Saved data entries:
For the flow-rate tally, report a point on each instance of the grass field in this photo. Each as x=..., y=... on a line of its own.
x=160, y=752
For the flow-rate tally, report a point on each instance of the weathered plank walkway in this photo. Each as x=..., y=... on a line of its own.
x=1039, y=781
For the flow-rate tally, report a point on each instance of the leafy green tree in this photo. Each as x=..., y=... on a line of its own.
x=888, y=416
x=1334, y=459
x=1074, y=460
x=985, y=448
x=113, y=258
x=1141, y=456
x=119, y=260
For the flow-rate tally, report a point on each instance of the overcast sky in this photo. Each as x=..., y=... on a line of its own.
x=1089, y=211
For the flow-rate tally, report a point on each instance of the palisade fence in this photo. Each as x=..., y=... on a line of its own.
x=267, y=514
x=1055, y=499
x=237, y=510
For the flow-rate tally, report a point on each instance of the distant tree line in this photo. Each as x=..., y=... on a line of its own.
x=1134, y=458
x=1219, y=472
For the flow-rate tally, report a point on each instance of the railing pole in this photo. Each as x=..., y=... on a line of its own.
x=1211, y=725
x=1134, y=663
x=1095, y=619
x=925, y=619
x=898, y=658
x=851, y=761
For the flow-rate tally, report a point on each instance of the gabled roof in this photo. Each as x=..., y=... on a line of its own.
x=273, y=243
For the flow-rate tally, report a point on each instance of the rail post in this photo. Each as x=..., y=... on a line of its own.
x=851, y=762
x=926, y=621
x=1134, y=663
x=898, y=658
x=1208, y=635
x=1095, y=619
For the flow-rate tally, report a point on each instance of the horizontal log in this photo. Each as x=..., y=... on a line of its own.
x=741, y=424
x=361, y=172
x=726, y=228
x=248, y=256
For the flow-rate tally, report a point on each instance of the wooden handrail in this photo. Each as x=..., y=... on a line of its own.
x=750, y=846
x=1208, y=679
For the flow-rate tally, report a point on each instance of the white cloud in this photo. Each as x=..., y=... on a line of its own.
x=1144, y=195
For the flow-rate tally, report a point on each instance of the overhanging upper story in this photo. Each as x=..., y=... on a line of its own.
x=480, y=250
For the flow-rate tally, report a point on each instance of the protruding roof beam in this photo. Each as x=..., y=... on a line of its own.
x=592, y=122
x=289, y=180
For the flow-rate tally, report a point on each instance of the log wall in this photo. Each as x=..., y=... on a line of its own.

## [TASK PROMPT]
Put the stretch from the first line above through the line containing "x=160, y=752" into a JSON list of strings, one string per line, with blank lines left out.

## [SOLUTION FOR THIS PROBLEM]
[
  "For the flow-rate tally, report a point on each instance of the grass field in this photo. Each as x=..., y=... on a line of its own.",
  "x=160, y=752"
]